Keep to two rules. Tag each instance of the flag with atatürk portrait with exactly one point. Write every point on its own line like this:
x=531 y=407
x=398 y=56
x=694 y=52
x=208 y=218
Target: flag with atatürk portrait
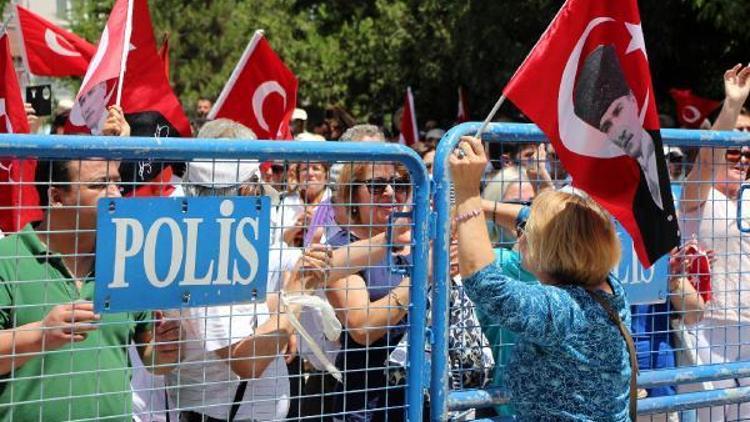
x=587 y=85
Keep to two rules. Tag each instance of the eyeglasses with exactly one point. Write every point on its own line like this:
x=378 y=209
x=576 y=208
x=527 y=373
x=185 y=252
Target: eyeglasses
x=376 y=186
x=734 y=155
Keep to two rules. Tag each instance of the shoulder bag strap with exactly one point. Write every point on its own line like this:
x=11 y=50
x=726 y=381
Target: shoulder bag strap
x=238 y=395
x=625 y=332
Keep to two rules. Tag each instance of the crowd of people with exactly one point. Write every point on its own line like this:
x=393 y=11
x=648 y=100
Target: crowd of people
x=534 y=305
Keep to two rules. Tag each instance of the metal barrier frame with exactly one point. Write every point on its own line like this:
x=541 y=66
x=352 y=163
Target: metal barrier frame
x=175 y=149
x=441 y=400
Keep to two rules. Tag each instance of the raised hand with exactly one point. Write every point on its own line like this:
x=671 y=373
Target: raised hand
x=467 y=165
x=737 y=84
x=166 y=337
x=116 y=125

DIRECTIVE:
Repeat only what runs from the line holding "Keep to two rules. Tag each instance of the eyeglasses" to the end of the data, keeping every line exactly as written, first and last included.

SOLUTION TO THIS PROBLEM:
Keep to two rules. Tag each instance of the eyeglasses with exactly one point. Write every point on its own line like this:
x=378 y=209
x=576 y=208
x=527 y=373
x=185 y=252
Target: eyeglasses
x=376 y=186
x=734 y=155
Keep to two rules. Tag each instance of the shoulder bag strap with exactly one point. Write every point on its own line like this:
x=11 y=50
x=726 y=381
Target: shoulder bag strap
x=238 y=395
x=625 y=332
Keep to two rules. Tag each instance of the crowd of people with exactly one point. Write every point on its own line like this:
x=393 y=11
x=648 y=100
Target: crowd of people
x=534 y=305
Keep to two rules. Tag each instance of the metal barrier frame with exactly one point. Write every point on its own line like this:
x=541 y=66
x=352 y=163
Target: metal barrier frame
x=175 y=149
x=441 y=400
Keep to two rules. Tag each instance of the raised hand with exactly one point. Write every point on its own line like this:
x=671 y=373
Target: raised hand
x=467 y=165
x=737 y=84
x=166 y=337
x=116 y=125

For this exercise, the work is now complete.